Extend the article on aneuploidy below, starting right after its last heading.

▶ **Extract provided**
━━━━━━━━━━━━━━━━━━━━

Last updated: November 9, 2023

What Does Aneuploidy Mean?

Aneuploidy is a state of having an abnormal number of tightly coiled DNA molecules, called chromosomes, rather than the normal 23 pairs or 46 chromosomes. The abnormal number can be greater or smaller than the normal number of chromosomes. Aneuploidy results in various genetic disorders that have been present since birth. Examples of such disorders include Down syndrome, Turner’s syndrome, and sex chromosome disorders. An aneuploid cell is formed during the period when the cell is dividing and its chromosomes haven’t yet parted completely.

FertilitySmarts Explains Aneuploidy

Types of aneuploidy

Normally, a chromosome is arranged in a pair of two. When there are three copies (one extra copy or 47 chromosomes instead of 46), it is called as trisomy. Alternatively, an aneuploid cell may be missing one chromosome from a pair – termed as monosomy. Very rarely, a chromosome can have four or five copies, known as tetraploidy. The most common aneuploidy is Down syndrome (or trisomy 21 with an extra copy of chromosome 21).

What causes aneuploidy?

━━━━━━━━━━━━━━━━━━━━

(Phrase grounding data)
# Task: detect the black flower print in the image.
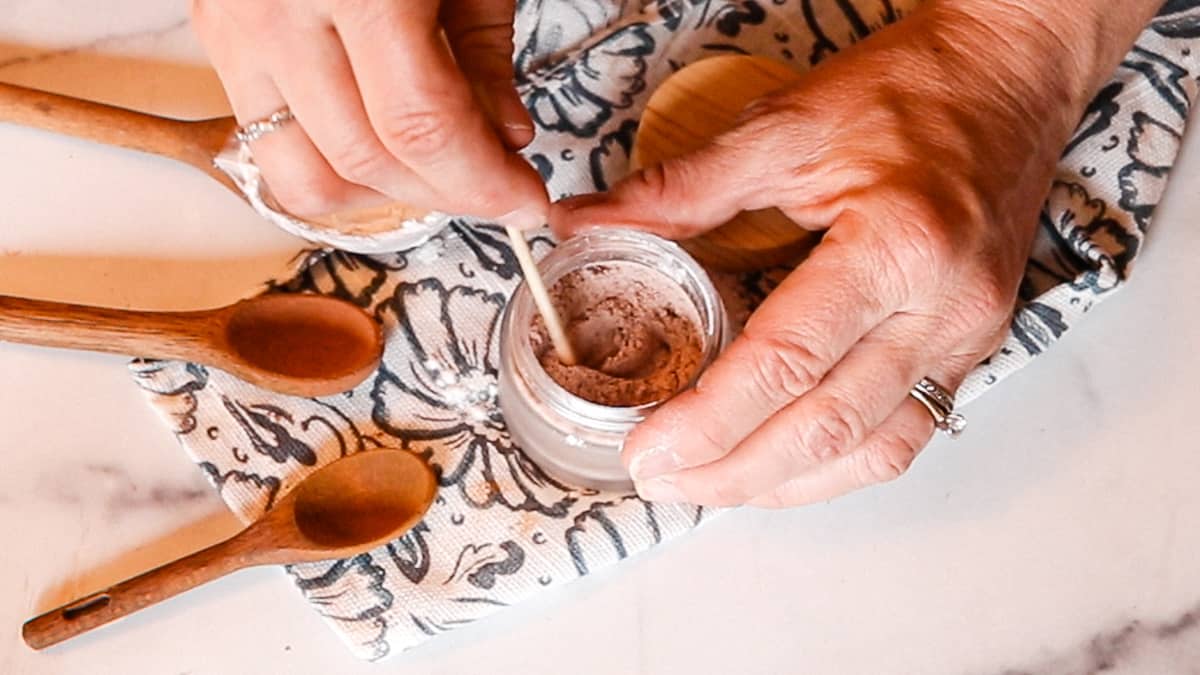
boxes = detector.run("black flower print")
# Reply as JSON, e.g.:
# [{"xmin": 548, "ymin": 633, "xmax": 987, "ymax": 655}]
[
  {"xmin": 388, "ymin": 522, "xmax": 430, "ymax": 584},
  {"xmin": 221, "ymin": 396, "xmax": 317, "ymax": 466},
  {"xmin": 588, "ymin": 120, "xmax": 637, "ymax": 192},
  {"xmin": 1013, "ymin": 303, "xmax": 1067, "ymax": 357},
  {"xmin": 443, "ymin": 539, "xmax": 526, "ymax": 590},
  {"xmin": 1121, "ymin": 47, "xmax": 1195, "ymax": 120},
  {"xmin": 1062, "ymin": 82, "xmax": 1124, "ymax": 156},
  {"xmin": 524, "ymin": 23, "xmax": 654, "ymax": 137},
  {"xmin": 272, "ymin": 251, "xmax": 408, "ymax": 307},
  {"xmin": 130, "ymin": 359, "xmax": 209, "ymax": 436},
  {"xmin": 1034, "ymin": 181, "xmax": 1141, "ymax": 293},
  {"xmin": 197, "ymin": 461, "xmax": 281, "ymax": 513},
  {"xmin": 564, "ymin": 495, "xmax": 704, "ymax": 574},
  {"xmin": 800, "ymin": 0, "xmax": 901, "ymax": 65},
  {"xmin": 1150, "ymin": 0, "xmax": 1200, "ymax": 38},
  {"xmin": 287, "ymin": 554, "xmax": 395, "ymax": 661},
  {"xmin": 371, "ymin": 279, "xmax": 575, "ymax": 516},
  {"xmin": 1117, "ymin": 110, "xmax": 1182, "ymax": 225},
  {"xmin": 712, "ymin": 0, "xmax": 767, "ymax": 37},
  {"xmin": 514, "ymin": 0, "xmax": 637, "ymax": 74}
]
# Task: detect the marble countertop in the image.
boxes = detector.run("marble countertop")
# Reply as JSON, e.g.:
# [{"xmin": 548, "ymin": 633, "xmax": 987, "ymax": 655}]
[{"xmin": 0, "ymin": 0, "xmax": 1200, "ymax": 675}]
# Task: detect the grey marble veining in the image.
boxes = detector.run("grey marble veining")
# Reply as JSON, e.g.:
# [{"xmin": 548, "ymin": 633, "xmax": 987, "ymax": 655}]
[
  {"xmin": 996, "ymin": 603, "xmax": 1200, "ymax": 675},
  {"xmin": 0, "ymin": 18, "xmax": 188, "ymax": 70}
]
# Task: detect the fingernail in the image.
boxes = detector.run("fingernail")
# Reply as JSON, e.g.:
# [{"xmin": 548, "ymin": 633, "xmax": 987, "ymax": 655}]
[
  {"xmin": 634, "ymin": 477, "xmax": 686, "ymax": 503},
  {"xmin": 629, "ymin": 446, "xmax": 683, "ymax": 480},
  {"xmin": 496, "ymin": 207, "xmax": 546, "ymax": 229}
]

━━━━━━━━━━━━━━━━━━━━

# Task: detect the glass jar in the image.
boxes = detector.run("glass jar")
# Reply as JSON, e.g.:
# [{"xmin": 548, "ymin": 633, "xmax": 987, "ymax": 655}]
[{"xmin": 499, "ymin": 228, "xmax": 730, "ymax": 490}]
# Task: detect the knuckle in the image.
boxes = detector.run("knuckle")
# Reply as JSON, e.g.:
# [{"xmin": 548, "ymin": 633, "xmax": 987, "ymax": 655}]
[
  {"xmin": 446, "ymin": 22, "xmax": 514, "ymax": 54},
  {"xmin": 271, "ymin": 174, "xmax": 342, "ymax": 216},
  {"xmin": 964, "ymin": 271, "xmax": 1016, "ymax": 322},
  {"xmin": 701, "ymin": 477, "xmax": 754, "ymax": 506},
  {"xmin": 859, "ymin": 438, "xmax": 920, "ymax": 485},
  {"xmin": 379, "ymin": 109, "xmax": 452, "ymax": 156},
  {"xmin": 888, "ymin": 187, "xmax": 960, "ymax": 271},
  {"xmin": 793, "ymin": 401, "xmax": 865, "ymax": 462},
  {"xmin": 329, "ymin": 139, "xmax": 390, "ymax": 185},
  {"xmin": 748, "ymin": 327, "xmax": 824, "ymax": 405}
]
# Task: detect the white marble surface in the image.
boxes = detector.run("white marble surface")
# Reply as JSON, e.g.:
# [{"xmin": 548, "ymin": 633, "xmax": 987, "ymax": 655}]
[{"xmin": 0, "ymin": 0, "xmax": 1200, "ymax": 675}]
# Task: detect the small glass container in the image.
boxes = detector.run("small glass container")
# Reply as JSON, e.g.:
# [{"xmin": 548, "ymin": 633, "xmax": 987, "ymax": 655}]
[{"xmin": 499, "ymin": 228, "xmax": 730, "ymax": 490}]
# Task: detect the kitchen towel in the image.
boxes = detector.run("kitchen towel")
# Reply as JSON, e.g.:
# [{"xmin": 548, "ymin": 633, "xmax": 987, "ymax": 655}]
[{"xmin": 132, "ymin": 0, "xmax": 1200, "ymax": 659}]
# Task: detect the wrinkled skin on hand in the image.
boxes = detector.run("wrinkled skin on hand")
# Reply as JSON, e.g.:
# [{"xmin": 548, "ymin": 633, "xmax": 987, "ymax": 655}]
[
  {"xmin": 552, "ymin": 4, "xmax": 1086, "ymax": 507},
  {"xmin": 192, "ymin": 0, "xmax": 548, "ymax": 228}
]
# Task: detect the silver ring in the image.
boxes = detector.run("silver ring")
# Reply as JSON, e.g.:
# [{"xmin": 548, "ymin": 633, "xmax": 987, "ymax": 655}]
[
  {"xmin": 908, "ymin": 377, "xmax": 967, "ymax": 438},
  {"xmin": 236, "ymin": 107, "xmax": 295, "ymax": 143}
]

━━━━━━━━━━━━━━━━━━━━

▶ **Output below**
Normally, during cell division, the cells destined to produce sperm and eggs divide equally so that both the sperm and eggs have the same number of chromosomes. However, an uneven division of chromosomes during cell division can end up in a sperm or egg having an unequal number of chromosomes.

Outcomes of aneuploidy

The aneuploidy that stems from errors in chromosomal separation is the leading cause of miscarriages, infertility, and inherited birth defects. A majority of the aneuploid fetuses fail to survive to term and are spontaneously miscarried half way. It is also one of the most common causes of in vitro fertilization (IVF) failure.

How is aneuploidy diagnosed?

It is diagnosed through a chromosomal study, called karyotyping – a study that evaluates the size, shape, and number of chromosomes in a sample of cells. It can be done on the amniotic fluid and placenta.